| Data for analysis |
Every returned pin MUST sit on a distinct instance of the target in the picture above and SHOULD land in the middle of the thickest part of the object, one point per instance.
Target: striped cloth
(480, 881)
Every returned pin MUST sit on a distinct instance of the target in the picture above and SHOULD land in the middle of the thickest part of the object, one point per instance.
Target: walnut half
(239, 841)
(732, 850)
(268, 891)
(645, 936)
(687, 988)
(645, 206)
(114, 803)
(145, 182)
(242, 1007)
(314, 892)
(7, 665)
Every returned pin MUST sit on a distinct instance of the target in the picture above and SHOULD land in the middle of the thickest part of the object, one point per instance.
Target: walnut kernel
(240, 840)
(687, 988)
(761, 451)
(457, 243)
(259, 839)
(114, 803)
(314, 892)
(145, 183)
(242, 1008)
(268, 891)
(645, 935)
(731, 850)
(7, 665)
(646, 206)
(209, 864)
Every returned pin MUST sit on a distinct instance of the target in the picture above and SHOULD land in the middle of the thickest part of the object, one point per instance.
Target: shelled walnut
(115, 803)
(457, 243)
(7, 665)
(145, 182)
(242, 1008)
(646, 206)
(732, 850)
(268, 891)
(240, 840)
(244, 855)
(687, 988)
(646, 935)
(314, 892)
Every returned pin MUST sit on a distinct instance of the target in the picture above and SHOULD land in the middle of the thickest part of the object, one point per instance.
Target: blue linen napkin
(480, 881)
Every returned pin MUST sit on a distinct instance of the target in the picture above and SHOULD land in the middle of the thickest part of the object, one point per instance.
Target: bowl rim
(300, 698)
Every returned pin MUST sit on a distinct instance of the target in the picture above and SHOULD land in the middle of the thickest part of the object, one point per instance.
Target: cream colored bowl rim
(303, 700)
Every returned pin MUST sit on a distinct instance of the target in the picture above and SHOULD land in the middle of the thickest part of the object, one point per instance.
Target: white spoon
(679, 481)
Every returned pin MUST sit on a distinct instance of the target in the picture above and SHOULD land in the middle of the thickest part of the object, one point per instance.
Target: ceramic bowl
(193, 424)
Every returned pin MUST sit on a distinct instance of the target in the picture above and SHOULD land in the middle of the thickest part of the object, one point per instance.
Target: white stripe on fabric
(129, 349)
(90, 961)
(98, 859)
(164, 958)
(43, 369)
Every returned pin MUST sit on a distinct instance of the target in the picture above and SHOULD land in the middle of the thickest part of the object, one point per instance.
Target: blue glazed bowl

| Your objective |
Repeat the material above in full. Match it exactly.

| Solution |
Every returned pin MUST sit on a distinct instance of the target in the picture above and SHOULD land in the middle of the thickest part of the object, one point per instance.
Target: striped cloth
(480, 881)
Every returned pin MUST sit on a distinct instance of the target in the picture above and SHOULD land in the middle of the thickest part of the object, one point per instance.
Target: walnut half
(239, 841)
(732, 850)
(268, 891)
(645, 936)
(687, 988)
(645, 206)
(114, 803)
(145, 182)
(242, 1007)
(314, 892)
(7, 665)
Every returned pin MUST sit on a distinct instance of the target in the picture above and SHOULD land in the middle of the thickest part of the object, one point per instance.
Target: walnut kernel
(240, 840)
(687, 988)
(761, 451)
(457, 243)
(259, 839)
(114, 803)
(314, 892)
(145, 183)
(242, 1008)
(268, 891)
(645, 935)
(731, 850)
(7, 665)
(646, 206)
(209, 864)
Every returned pin MUST sit on a distinct instance of the target in the picture above and SHOULD land in the middle of the thickest part of the object, one point per instance.
Target: shelled walnut
(115, 803)
(457, 243)
(7, 665)
(145, 182)
(242, 1008)
(646, 206)
(732, 850)
(268, 891)
(240, 840)
(244, 855)
(687, 988)
(646, 935)
(314, 892)
Every returned pin MUST sit on a distinct instance of the target in the picture above and SHOULD land in the middle of the thickest part of the object, one point per instance.
Target: blue linen napkin
(480, 881)
Every returned pin MUST sit on a distinct instance of the target in the picture above and SHOULD land in the middle of the thickest part of the object, one point per instance.
Target: bowl rim
(300, 698)
Every returned pin MUST sit on a distinct instance of the target in the picture above and SHOULD land in the middle of the thickest part of the object, one point per instance.
Target: cream colored bowl rim
(303, 700)
Every returned pin MUST sit on a distinct instance of the target in the picture above and SHOULD land in the middle of the thickest part of the object, one point per instance.
Target: white spoon
(679, 481)
Every returned pin MUST sit on a distinct instance of the target in the picture above and SHOULD land in the middle of the thickest part of the object, one point per instance.
Target: ceramic bowl
(193, 424)
Every returned pin MUST sit on a distinct instance of the target in the picture above and SHOULD land in the middle of the thickest part of the object, one point per instance.
Target: white stripe on fabric
(129, 349)
(90, 961)
(98, 859)
(164, 958)
(43, 369)
Every returned pin MUST sit on a distinct instance of the target in the picture above and SHOULD land in the middle of the thickest part of the object, one point per instance.
Target: blue glazed bowl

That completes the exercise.